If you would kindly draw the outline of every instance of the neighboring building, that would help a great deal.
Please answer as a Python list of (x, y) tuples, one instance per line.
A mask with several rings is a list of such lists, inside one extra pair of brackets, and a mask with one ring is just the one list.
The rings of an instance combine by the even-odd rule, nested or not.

※

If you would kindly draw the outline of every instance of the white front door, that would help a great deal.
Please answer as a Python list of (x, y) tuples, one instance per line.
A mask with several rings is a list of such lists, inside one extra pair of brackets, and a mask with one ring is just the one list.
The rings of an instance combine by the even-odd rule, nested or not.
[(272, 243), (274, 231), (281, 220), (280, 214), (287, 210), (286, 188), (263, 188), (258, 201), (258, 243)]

※

Set down the material word for word, from the line with "door, that would help a great deal." up to and including the line with "201), (258, 243)]".

== Correct output ==
If you would kindly draw the outline of every instance of the white front door, that would help a great deal.
Please answer as a Python list of (x, y) tuples, one instance per line.
A mask with several rings is a list of such lists, inside one extra pair of brackets, and a mask with one ring is just the one list.
The rings of an instance combine by the even-odd rule, nested or not.
[(272, 243), (274, 231), (281, 220), (280, 214), (287, 210), (286, 188), (263, 188), (258, 201), (258, 243)]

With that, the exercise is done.